Can you copy out every one of the records below, line for line and with no changes?

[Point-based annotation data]
** BEGIN **
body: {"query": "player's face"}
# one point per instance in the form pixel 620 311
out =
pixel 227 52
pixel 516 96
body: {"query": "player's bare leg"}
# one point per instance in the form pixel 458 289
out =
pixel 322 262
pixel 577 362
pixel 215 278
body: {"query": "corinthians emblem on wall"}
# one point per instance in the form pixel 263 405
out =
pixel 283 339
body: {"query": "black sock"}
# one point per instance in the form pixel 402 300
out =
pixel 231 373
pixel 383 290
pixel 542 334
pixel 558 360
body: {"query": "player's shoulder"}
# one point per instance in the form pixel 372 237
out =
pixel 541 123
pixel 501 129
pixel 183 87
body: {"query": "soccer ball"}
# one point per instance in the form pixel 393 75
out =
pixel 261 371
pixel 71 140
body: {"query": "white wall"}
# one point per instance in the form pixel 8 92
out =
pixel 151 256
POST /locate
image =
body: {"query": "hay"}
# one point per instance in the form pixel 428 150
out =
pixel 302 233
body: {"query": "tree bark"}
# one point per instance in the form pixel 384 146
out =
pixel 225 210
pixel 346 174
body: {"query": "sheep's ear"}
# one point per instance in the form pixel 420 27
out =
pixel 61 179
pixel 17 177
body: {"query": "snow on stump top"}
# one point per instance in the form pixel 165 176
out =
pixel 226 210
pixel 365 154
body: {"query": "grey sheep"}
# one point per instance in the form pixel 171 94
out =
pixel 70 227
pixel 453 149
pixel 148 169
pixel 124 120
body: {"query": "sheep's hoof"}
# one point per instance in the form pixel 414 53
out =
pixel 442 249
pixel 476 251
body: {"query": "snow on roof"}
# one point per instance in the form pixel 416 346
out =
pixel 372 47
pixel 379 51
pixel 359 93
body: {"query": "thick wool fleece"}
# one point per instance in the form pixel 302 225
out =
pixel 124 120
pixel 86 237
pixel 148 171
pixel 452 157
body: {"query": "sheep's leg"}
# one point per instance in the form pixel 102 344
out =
** END **
The solution:
body: {"query": "player's face"}
# one point per instance in the form pixel 620 311
out =
pixel 227 52
pixel 516 96
body: {"query": "player's bare leg"}
# one point per instance in the form pixel 458 289
out =
pixel 322 262
pixel 577 362
pixel 215 278
body: {"query": "corinthians emblem on wall"}
# one point per instance in the form pixel 263 405
out =
pixel 283 339
body: {"query": "black sock"}
# one point per instance in the form pixel 402 300
out =
pixel 231 373
pixel 383 290
pixel 542 334
pixel 558 360
body: {"query": "player's shoulder"}
# one point per instance in the form pixel 372 237
out =
pixel 541 123
pixel 501 129
pixel 183 87
body: {"query": "soccer ball"}
# one point per instance in the form pixel 393 75
out =
pixel 261 371
pixel 71 140
body: {"query": "white wall"}
# one point per instance in the form pixel 8 92
out =
pixel 151 256
POST /locate
image =
body: {"query": "hay"}
# one point per instance in the form pixel 428 150
out =
pixel 302 233
body: {"query": "tree bark"}
# one point per instance in the form pixel 384 146
out =
pixel 225 210
pixel 346 174
body: {"query": "sheep's ear"}
# one point per instance in the form pixel 420 27
out =
pixel 61 179
pixel 17 177
body: {"query": "snow on stump top"}
# one point per instance in the form pixel 165 176
out =
pixel 226 210
pixel 365 154
body: {"query": "grey sheep"}
# one point per instance in the form pixel 171 94
out =
pixel 70 227
pixel 453 149
pixel 148 169
pixel 124 120
body: {"query": "sheep's hoof"}
# one point per instance in the form pixel 414 53
out =
pixel 442 249
pixel 476 251
body: {"query": "snow on roof"}
# one point per instance in the form pixel 416 346
out =
pixel 372 47
pixel 379 51
pixel 359 93
body: {"query": "thick wool fleece"}
# one point per instance in the form pixel 302 225
out =
pixel 124 120
pixel 86 237
pixel 148 171
pixel 452 157
body: {"query": "sheep's leg"}
# one point per instance in the form pixel 102 344
out =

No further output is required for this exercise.